◆ Listing:
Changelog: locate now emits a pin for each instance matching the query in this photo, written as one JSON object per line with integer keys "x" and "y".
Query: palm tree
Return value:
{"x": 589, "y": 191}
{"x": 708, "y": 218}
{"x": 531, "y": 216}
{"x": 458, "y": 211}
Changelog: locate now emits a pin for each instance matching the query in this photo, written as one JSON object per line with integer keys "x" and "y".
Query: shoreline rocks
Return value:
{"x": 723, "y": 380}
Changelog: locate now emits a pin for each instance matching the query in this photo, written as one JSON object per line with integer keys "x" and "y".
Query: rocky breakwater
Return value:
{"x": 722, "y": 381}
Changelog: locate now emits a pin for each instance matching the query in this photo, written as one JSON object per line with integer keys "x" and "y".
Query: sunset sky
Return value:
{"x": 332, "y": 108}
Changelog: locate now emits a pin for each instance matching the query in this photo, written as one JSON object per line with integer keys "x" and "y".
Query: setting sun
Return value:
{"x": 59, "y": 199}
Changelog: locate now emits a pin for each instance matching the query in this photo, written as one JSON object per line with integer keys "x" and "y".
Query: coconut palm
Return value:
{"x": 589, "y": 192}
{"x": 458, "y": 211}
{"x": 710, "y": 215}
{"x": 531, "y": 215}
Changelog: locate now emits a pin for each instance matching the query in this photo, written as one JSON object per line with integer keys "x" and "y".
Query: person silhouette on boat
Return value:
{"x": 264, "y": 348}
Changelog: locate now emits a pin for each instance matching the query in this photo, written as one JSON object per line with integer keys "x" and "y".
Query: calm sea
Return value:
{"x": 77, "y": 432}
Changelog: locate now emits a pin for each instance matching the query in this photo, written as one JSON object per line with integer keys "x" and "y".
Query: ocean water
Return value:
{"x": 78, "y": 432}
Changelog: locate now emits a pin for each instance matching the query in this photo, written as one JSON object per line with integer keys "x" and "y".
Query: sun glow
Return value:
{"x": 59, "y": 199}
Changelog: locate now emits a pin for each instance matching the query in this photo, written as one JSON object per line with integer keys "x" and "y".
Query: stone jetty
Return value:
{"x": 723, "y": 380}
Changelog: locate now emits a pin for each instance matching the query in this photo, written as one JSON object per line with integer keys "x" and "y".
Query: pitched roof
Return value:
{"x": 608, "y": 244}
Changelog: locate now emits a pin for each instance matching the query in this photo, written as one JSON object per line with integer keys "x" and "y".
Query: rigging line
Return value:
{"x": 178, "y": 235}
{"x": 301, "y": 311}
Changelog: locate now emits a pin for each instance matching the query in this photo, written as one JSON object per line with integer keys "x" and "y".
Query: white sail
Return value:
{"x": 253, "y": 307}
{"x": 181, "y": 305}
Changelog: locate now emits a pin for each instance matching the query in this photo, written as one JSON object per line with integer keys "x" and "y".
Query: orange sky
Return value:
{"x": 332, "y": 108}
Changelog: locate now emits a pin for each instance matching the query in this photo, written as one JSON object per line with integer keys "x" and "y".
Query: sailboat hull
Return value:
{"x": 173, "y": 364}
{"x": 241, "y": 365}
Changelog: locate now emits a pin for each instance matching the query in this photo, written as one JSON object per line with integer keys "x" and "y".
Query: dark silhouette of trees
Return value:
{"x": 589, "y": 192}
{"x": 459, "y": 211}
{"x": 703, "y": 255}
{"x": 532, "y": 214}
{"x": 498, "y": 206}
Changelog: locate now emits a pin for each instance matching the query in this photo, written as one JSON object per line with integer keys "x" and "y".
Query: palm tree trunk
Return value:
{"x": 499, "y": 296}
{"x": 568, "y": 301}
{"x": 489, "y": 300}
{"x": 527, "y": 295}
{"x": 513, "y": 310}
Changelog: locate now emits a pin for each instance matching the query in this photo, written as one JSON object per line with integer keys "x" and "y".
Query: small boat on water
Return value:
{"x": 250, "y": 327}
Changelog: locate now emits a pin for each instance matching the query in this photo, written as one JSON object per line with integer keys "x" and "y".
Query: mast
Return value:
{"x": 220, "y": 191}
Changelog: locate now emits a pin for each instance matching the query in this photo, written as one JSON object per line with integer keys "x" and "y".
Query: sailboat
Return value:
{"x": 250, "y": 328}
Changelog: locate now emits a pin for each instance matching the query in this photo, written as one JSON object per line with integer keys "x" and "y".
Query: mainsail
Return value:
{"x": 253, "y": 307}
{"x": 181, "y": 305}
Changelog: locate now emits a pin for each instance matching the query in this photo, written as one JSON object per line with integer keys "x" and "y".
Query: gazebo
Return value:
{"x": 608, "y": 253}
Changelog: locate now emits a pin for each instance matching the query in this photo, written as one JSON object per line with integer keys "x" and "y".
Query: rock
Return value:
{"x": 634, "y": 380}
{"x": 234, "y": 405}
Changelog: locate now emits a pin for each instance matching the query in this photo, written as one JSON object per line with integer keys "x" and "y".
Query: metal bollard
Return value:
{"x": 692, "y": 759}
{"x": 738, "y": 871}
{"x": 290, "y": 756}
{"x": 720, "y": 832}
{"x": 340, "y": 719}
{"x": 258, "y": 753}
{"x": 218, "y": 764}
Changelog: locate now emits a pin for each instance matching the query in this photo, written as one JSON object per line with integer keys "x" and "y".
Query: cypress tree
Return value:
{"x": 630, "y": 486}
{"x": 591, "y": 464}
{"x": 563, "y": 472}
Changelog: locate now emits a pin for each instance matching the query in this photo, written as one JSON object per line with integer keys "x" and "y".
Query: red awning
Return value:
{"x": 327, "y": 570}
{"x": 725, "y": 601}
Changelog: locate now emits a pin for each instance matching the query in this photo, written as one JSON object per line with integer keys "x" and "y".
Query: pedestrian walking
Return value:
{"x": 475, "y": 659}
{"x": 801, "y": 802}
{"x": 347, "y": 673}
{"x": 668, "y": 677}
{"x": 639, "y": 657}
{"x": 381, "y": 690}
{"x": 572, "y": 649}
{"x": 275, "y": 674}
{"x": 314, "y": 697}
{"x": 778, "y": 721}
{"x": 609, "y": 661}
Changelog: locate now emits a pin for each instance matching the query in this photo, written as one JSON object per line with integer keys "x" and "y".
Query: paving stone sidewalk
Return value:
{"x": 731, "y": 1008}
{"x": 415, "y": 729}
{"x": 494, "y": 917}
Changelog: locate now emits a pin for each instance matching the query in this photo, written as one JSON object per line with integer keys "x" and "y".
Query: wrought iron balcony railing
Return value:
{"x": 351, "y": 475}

◆ Work required: Extract the full listing above without alteration.

◆ Response to this task:
Changelog: locate now emits a pin for each instance matching the query in this photo, written as one JSON object per line with integer keys "x" and "y".
Query: palm tree
Return value:
{"x": 589, "y": 191}
{"x": 708, "y": 218}
{"x": 531, "y": 216}
{"x": 458, "y": 211}
Changelog: locate now emits a pin for each instance matching the query in this photo, written as one JSON object per line with integer keys "x" and "y".
Query: shoreline rocks
Return value:
{"x": 723, "y": 380}
Changelog: locate now emits a pin for each instance matching the query in this photo, written as one JSON object per line with integer keys "x" and "y".
Query: rocky breakwater
Return value:
{"x": 722, "y": 381}
Changelog: locate now emits a pin for each instance matching the query in this photo, written as one JSON object per line with integer keys "x" and "y".
Query: sunset sky
Return value:
{"x": 332, "y": 108}
Changelog: locate now emits a pin for each instance matching the query in this photo, written as one JSON object per line with integer keys "x" and "y".
Query: setting sun
Return value:
{"x": 59, "y": 199}
Changelog: locate now emits a pin for each instance matching the query in this photo, written as one JSON object per line with integer keys "x" and "y".
Query: coconut palm
Return value:
{"x": 589, "y": 192}
{"x": 458, "y": 211}
{"x": 710, "y": 215}
{"x": 531, "y": 215}
Changelog: locate now emits a pin for each instance matching the query in this photo, written as one JSON object per line with integer keys "x" and "y".
Query: person silhouette on boat
Return value:
{"x": 264, "y": 348}
Changelog: locate now emits a pin for each instance matching the query in this photo, written as one JSON object per line with integer keys "x" and "y".
Query: calm sea
Return value:
{"x": 77, "y": 432}
Changelog: locate now emits a pin for each instance matching the query in this photo, written as one JSON object per line with integer keys "x" and "y".
Query: ocean water
Return value:
{"x": 78, "y": 432}
Changelog: locate now emits a pin for each instance matching the query in this photo, written as one JSON object per line with integer keys "x" and "y".
Query: sun glow
Return value:
{"x": 59, "y": 199}
Changelog: locate now emits a pin for each instance matching the query in this photo, written as one JSON object per line with integer keys "x" and "y".
Query: stone jetty
Return value:
{"x": 723, "y": 380}
Changelog: locate now emits a pin for each instance matching the query in this photo, written as one JSON object per line with integer keys "x" and "y".
Query: pitched roof
Return value:
{"x": 608, "y": 244}
Changelog: locate now emits a pin for each instance matching the query in this photo, written as one JSON object per line with integer keys "x" and "y".
Query: rigging line
Return value:
{"x": 178, "y": 235}
{"x": 301, "y": 311}
Changelog: locate now emits a pin for each instance matching the query in this photo, written as one JSON object per line with integer keys "x" and "y".
Query: white sail
Return value:
{"x": 253, "y": 307}
{"x": 181, "y": 305}
Changelog: locate now emits a pin for each instance matching the query in this photo, written as one JSON object per line with integer keys "x" and "y".
Query: orange sky
Return value:
{"x": 332, "y": 108}
Changelog: locate now emits a pin for each instance matching the query in this photo, written as one JSON object per line with integer keys "x" and "y".
Query: sailboat hull
Return value:
{"x": 173, "y": 364}
{"x": 241, "y": 365}
Changelog: locate now emits a pin for each instance matching the query in this photo, written as one JSON object per line with integer keys "x" and "y".
Query: dark silhouette of trees
Return value:
{"x": 589, "y": 192}
{"x": 459, "y": 211}
{"x": 703, "y": 255}
{"x": 532, "y": 214}
{"x": 498, "y": 206}
Changelog: locate now emits a pin for each instance matching the query in this photo, written as one JSON object per line with integer keys "x" and "y".
Query: palm tree trunk
Return value:
{"x": 499, "y": 296}
{"x": 568, "y": 301}
{"x": 489, "y": 300}
{"x": 527, "y": 295}
{"x": 513, "y": 310}
Changelog: locate now emits a pin for each instance matching the query in this photo, written as one JSON object per line with integer keys "x" and "y".
Query: small boat on water
Return value:
{"x": 250, "y": 327}
Changelog: locate now emits a pin for each instance matching the query in this photo, written as one JSON object per line with integer keys "x" and "y".
Query: mast
Return value:
{"x": 220, "y": 191}
Changelog: locate now emits a pin for each instance matching the query in this photo, written as one JSON object per line with integer keys "x" and "y".
Query: sailboat
Return value:
{"x": 250, "y": 328}
Changelog: locate now emits a pin for each instance matching the query in this photo, written as one JSON object per line with integer keys "x" and "y".
Query: mainsail
Return value:
{"x": 253, "y": 307}
{"x": 181, "y": 305}
Changelog: locate now emits a pin for each instance matching the query in this photo, written as one JSON object per line with integer keys "x" and "y".
Query: gazebo
Return value:
{"x": 608, "y": 253}
Changelog: locate now emits a pin for each instance matching the query in this photo, written as one JSON object per line with integer keys "x" and "y".
Query: rock
Return value:
{"x": 634, "y": 380}
{"x": 234, "y": 405}
Changelog: locate now emits a pin for each instance matching the query in this photo, written as one JSON object per line with integer keys "x" and "y".
Query: metal bollard
Return value:
{"x": 692, "y": 759}
{"x": 738, "y": 871}
{"x": 290, "y": 756}
{"x": 720, "y": 832}
{"x": 340, "y": 719}
{"x": 258, "y": 753}
{"x": 218, "y": 764}
Changelog: locate now emits a pin for each instance matching the query in this photo, written as one JSON object per line with integer keys "x" and "y".
Query: cypress tree
Return value:
{"x": 630, "y": 486}
{"x": 591, "y": 464}
{"x": 563, "y": 472}
Changelog: locate now emits a pin for each instance matching the query in this photo, written as one JSON object per line with integer keys "x" and "y".
Query: red awning
Return value:
{"x": 327, "y": 570}
{"x": 725, "y": 601}
Changelog: locate now emits a pin for each instance matching the query in this photo, written as one JSON object per line with integer keys "x" and "y".
Query: pedestrian walking
Return value:
{"x": 475, "y": 659}
{"x": 801, "y": 802}
{"x": 347, "y": 673}
{"x": 668, "y": 677}
{"x": 639, "y": 657}
{"x": 381, "y": 690}
{"x": 572, "y": 649}
{"x": 275, "y": 674}
{"x": 314, "y": 697}
{"x": 778, "y": 721}
{"x": 609, "y": 661}
Changelog: locate now emits a pin for each instance matching the query in this photo, written as one JSON object per line with integer keys "x" and "y".
Query: paving stone sidewalk
Return value:
{"x": 731, "y": 1008}
{"x": 415, "y": 729}
{"x": 494, "y": 917}
Changelog: locate now emits a pin for each instance matching the query in this photo, written as one JSON object per line with integer keys "x" and "y".
Query: wrought iron balcony railing
Return value:
{"x": 351, "y": 475}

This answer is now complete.